===== DATA IN THIS EXERCISE =====
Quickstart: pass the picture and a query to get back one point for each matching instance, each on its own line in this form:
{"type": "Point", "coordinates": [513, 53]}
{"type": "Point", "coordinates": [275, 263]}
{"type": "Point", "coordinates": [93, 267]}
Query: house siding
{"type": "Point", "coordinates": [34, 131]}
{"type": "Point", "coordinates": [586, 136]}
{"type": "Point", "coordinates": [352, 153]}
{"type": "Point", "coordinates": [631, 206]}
=====
PROBLEM STATEMENT: Put every line of the dataset entries above into a numbered list, skipping any blank lines.

RESPONSE TO THE EXERCISE:
1. Quickstart: pass the picture and a query to get back one point for each matching instance, each on its own line in this form:
2. {"type": "Point", "coordinates": [513, 53]}
3. {"type": "Point", "coordinates": [275, 263]}
4. {"type": "Point", "coordinates": [93, 267]}
5. Query: house siding
6. {"type": "Point", "coordinates": [34, 131]}
7. {"type": "Point", "coordinates": [586, 136]}
8. {"type": "Point", "coordinates": [352, 153]}
9. {"type": "Point", "coordinates": [631, 206]}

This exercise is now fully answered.